### Activity
Report, word for word, every line of the material that contains "below".

☆ ☆ ☆

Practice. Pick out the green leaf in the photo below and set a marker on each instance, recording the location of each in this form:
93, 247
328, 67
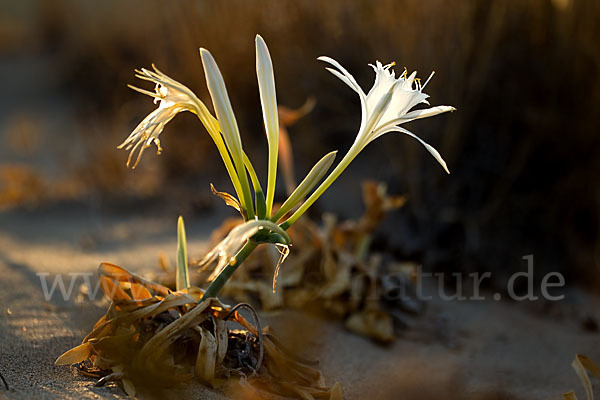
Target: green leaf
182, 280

☆ ☆ ☆

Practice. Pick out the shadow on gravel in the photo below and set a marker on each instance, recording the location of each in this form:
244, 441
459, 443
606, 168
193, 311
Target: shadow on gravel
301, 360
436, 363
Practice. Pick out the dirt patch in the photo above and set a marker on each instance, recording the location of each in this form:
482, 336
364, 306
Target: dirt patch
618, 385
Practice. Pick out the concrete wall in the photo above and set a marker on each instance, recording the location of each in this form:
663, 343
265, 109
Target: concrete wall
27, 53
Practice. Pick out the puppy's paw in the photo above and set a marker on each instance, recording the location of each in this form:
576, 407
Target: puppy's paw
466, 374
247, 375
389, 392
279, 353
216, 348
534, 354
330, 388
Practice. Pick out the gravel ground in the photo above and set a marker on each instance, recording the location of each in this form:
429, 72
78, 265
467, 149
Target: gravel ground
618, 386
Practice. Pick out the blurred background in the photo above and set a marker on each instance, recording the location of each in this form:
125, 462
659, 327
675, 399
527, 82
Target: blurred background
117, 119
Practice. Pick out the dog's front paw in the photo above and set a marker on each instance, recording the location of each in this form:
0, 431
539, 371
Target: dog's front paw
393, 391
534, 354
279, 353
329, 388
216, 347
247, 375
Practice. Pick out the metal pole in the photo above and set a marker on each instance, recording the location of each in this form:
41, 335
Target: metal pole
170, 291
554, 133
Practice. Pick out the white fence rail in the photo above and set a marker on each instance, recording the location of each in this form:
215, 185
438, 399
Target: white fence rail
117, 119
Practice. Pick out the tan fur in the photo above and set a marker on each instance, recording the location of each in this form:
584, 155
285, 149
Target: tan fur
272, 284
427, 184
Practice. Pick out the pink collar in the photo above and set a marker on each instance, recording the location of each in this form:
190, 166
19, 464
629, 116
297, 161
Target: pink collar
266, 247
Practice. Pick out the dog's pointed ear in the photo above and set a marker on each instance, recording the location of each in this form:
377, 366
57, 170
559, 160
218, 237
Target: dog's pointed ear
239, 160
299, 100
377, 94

☆ ☆ ☆

### Solution for this task
Practice. Pick out the green leaf in the photo below and set a marker on each instance, recording the location of each in this form:
Practice. Pick out the shadow on gravel in the photo below and set a marker on each instance, recording the location of each in this form:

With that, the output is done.